### TAREFAS PROPOSTAS:
1. De acordo com o trecho sobre os irmãos Mendes, em que ano foi publicado o livro de Jean Piaget nele mencionado?
2. Traduza para o inglês a seguinte frase do trecho sobre os irmãos Mendes: "Jean Piaget estudou e explorou muito a influência da percepção individual e mostrou que as interpretações de eventos e ambientes são moldadas pelas estruturas cognitivas únicas de cada pessoa."
3. Transcreva do trecho sobre os irmãos Mendes a passagem que se inicia em "Jean Piaget estudou" e prossegue até "toma decisões profissionais?".

Agora eu pergunto: como dois irmãos criados no mesmo ambiente, com os mesmos pais, estudando na mesma escola e com as mesmas condições econômicas seguem caminhos profissionais tão diferentes? Isso pode de fato acontecer?

Pode, os meus entrevistados desta edição, os irmãos Guilherme Mendes e André Mendes nos provam que sim.

Jean Piaget estudou e explorou muito a influência da percepção individual e mostrou que as interpretações de eventos e ambientes são moldadas pelas estruturas cognitivas únicas de cada pessoa. Embora os irmãos possam compartilhar o mesmo lar, cada um constrói suas próprias narrativas internas, que afetam decisões futuras (livro “O nascimento da inteligência na criança” de 1952).

André (foto: Pablo Contreras) e Guilherme (foto: acervo pessoal)

Diego Godoy: André e Guilherme, muito obrigado por toparem falar para os nossos mais de 44 mil assinantes!

Vocês cresceram sob as mesmas influências e valores familiares. Como acham que isso impactou a forma como cada um enxerga o sucesso e toma decisões profissionais?

### DADOS:
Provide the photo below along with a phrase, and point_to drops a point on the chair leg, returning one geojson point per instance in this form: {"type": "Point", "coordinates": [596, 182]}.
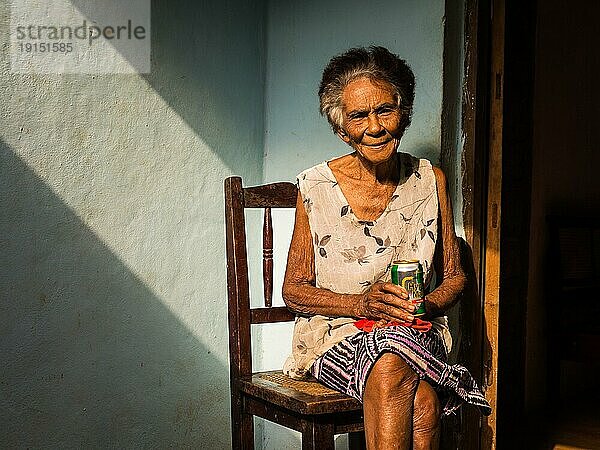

### RESPOSTAS EM ORDEM:
1. Em 1952.

2. Jean Piaget extensively studied and explored the influence of individual perception and showed that interpretations of events and environments are shaped by each person's unique cognitive structures.

3.
Jean Piaget estudou e explorou muito a influência da percepção individual e mostrou que as interpretações de eventos e ambientes são moldadas pelas estruturas cognitivas únicas de cada pessoa. Embora os irmãos possam compartilhar o mesmo lar, cada um constrói suas próprias narrativas internas, que afetam decisões futuras (livro “O nascimento da inteligência na criança” de 1952).

André (foto: Pablo Contreras) e Guilherme (foto: acervo pessoal)

Diego Godoy: André e Guilherme, muito obrigado por toparem falar para os nossos mais de 44 mil assinantes!

Vocês cresceram sob as mesmas influências e valores familiares. Como acham que isso impactou a forma como cada um enxerga o sucesso e toma decisões profissionais?